Por favor, converta em uma lista JSON de strings as linhas do material que vão da linha que contém "Target = cobblestone street", inclusive, até o fim do material. Use uma string para cada linha e omita as linhas em branco.

Material de origem:
___

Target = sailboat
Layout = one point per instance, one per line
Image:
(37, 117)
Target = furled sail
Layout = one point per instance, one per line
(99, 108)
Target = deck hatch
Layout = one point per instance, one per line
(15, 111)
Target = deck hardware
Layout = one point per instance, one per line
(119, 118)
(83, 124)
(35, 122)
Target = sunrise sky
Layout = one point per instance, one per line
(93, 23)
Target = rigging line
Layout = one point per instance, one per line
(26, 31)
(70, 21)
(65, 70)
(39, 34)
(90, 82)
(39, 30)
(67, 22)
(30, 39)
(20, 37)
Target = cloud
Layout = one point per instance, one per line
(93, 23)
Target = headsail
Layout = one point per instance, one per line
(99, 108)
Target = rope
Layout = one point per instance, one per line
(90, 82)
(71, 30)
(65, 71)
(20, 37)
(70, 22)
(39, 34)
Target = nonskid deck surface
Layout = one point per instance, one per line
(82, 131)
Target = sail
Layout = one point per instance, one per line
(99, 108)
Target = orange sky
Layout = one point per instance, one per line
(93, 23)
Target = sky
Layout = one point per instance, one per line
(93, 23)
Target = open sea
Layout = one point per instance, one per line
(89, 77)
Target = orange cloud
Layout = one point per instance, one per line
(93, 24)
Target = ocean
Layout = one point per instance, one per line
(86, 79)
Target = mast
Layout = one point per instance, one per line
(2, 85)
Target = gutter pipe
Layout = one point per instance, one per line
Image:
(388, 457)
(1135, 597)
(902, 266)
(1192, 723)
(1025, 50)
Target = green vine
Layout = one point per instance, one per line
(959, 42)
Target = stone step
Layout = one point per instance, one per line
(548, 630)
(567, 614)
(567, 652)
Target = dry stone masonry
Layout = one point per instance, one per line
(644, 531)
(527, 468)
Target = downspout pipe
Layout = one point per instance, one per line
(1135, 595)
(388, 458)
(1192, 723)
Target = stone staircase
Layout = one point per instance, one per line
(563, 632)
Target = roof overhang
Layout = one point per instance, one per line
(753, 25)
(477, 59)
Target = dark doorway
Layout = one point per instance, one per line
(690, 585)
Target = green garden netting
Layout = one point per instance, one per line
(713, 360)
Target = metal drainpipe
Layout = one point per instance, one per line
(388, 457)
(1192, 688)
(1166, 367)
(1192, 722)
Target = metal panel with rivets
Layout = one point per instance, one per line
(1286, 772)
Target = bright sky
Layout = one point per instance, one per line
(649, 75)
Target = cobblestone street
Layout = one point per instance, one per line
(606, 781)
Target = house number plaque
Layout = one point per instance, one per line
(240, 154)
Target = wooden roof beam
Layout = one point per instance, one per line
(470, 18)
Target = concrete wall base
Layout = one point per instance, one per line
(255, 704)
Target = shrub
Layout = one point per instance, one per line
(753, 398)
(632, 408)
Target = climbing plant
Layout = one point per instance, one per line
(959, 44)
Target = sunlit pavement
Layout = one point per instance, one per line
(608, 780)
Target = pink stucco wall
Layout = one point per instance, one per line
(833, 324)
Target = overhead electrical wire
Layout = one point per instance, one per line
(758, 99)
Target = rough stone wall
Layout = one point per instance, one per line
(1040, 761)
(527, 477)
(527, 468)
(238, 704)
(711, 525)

___

_RESULTADO_.
[
  "Target = cobblestone street",
  "Layout = one point per instance, one per line",
  "(606, 781)",
  "Target = house number plaque",
  "Layout = one point per instance, one per line",
  "(240, 154)",
  "Target = wooden roof beam",
  "Layout = one point per instance, one per line",
  "(470, 18)",
  "Target = concrete wall base",
  "Layout = one point per instance, one per line",
  "(255, 704)",
  "Target = shrub",
  "Layout = one point per instance, one per line",
  "(753, 398)",
  "(632, 408)",
  "Target = climbing plant",
  "Layout = one point per instance, one per line",
  "(959, 44)",
  "Target = sunlit pavement",
  "Layout = one point per instance, one per line",
  "(608, 780)",
  "Target = pink stucco wall",
  "Layout = one point per instance, one per line",
  "(833, 324)",
  "Target = overhead electrical wire",
  "Layout = one point per instance, one per line",
  "(758, 99)",
  "Target = rough stone wall",
  "Layout = one point per instance, one per line",
  "(1040, 761)",
  "(527, 477)",
  "(527, 468)",
  "(238, 704)",
  "(711, 525)"
]